▶ _Given passage_:

▼

I know there can’t be a one-size-fits-all answer to this, but I am looking for the general principle.
Here’s some information about my project:
I am creating a fine-tuned model for a specific scenario, the “system” message for all the training examples is the same, for every “assistant” message, I have 3 different ways the “user” can ask it, so this 3x’d my fine-tuning dataset.
As it stands, I have ~2500 examples in my fine-tuning dataset. I am going to use the gpt-3.5-turbo-1106 model initially, but I may try gpt-4-1106-preview later for the same dataset.
Typically 5%-20% of your dataset is retained for evaluation, although there is an argument to be had that just a few can be used externally for validation by a human and you will get a better training run with your remaining eval dataset used as training data…
Thanks for the response. Is there any documentation on how the validation set is used with the fine-tuning API?

▲

▶ _What to work on_:
1. Retype the part of the fine-tuning thread that opens with the words containing "Here’s some information" and closes with "3x’d my fine-tuning dataset.".
2. Write what comes next in the fine-tuning thread, starting right after its final sentence.
The items that come after the fine-tuning thread aren't needed for any of the work here.

▶ _Dataset extract_:
▼

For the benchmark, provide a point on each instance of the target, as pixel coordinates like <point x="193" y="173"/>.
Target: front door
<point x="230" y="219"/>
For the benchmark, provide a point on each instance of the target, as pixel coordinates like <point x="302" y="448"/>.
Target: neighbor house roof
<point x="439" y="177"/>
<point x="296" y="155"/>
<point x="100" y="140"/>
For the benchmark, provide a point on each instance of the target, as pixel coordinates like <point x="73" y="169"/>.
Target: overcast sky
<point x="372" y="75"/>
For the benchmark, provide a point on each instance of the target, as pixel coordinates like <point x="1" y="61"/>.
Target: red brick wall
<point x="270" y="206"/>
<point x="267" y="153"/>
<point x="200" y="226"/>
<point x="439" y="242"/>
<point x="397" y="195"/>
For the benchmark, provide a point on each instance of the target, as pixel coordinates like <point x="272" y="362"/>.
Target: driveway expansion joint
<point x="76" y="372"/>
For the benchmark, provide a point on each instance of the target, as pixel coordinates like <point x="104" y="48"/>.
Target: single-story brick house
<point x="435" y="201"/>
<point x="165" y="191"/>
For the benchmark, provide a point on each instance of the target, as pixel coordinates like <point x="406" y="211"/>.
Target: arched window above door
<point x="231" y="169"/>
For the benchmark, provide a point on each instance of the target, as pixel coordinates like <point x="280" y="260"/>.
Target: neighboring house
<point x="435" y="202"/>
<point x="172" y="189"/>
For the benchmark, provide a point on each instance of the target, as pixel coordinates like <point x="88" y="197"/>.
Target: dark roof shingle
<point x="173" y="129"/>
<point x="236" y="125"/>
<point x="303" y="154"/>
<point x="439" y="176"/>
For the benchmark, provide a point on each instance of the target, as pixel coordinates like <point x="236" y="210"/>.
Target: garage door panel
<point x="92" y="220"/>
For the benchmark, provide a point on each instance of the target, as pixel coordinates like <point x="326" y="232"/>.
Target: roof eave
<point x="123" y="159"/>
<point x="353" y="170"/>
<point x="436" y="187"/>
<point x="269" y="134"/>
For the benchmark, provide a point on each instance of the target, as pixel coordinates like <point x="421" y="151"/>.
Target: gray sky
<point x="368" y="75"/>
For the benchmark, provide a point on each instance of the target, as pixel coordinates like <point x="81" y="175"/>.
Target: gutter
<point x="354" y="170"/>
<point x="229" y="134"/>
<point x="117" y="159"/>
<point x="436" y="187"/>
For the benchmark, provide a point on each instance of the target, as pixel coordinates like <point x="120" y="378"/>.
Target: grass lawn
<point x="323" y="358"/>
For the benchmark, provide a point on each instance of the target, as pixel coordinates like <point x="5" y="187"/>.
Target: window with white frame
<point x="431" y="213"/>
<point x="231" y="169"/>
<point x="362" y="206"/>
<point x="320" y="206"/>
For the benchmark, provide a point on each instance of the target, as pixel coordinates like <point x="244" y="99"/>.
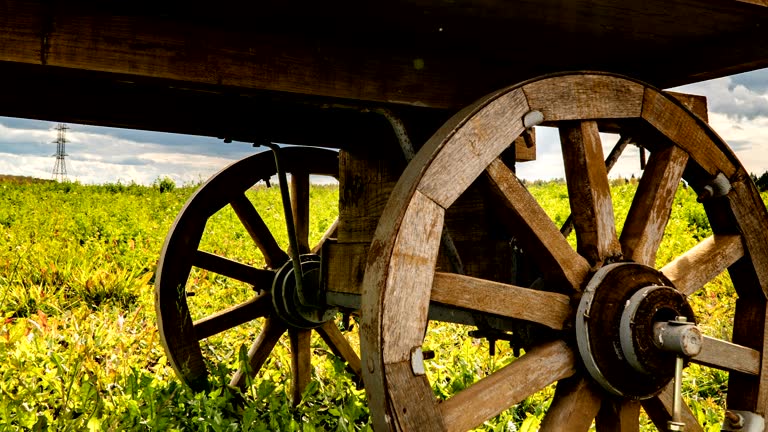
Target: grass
<point x="80" y="350"/>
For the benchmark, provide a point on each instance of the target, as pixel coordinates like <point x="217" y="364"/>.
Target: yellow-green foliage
<point x="79" y="348"/>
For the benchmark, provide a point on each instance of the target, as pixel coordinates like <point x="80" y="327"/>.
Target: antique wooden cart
<point x="428" y="228"/>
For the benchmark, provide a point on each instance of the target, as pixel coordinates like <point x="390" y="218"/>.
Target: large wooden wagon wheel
<point x="602" y="299"/>
<point x="275" y="296"/>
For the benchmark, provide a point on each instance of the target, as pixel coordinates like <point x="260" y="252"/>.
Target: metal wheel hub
<point x="306" y="309"/>
<point x="615" y="328"/>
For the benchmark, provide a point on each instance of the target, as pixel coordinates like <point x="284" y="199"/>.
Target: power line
<point x="60" y="167"/>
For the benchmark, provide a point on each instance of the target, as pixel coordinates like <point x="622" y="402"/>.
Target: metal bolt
<point x="417" y="361"/>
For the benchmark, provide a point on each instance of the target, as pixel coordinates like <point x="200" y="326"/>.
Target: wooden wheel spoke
<point x="690" y="271"/>
<point x="659" y="409"/>
<point x="539" y="236"/>
<point x="340" y="346"/>
<point x="652" y="205"/>
<point x="618" y="415"/>
<point x="493" y="394"/>
<point x="300" y="207"/>
<point x="728" y="356"/>
<point x="259" y="278"/>
<point x="588" y="191"/>
<point x="259" y="352"/>
<point x="574" y="406"/>
<point x="301" y="362"/>
<point x="610" y="161"/>
<point x="257" y="307"/>
<point x="257" y="229"/>
<point x="329" y="233"/>
<point x="549" y="309"/>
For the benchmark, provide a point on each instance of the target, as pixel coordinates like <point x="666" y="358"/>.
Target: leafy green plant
<point x="80" y="350"/>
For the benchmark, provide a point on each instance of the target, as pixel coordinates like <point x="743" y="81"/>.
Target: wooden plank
<point x="377" y="270"/>
<point x="412" y="269"/>
<point x="329" y="233"/>
<point x="752" y="217"/>
<point x="257" y="307"/>
<point x="274" y="256"/>
<point x="538" y="368"/>
<point x="659" y="409"/>
<point x="340" y="346"/>
<point x="299" y="185"/>
<point x="696" y="103"/>
<point x="618" y="415"/>
<point x="687" y="132"/>
<point x="702" y="263"/>
<point x="523" y="153"/>
<point x="365" y="183"/>
<point x="546" y="308"/>
<point x="533" y="227"/>
<point x="648" y="216"/>
<point x="345" y="266"/>
<point x="261" y="279"/>
<point x="574" y="406"/>
<point x="586" y="96"/>
<point x="301" y="363"/>
<point x="259" y="353"/>
<point x="469" y="151"/>
<point x="728" y="356"/>
<point x="589" y="192"/>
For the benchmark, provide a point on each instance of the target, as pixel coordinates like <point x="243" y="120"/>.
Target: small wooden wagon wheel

▲

▶ _Responses by item number_:
1.
Here’s some information about my project:
I am creating a fine-tuned model for a specific scenario, the “system” message for all the training examples is the same, for every “assistant” message, I have 3 different ways the “user” can ask it, so this 3x’d my fine-tuning dataset.

2.
My experience of it is with simple classification tasks where there is only one correct answer, but in this case, the generated outputs might still be good even if they did not match the data in my validation set exactly.
You could always fine tune twice, first using validation data to find ideal number of epochs and what not, then once done, train a second time but this time include the validation data.
If doing so, be aware that OpenAI automatically sets the training weight based on the input file size, even if you are continuing by specifying an existing model.
If your hold-out set is 20%, you may want to manually set the multiplier hyperparameter to 0.2, and use a low epoch count of just 1 or 2, so that the newest training doesn’t dominate.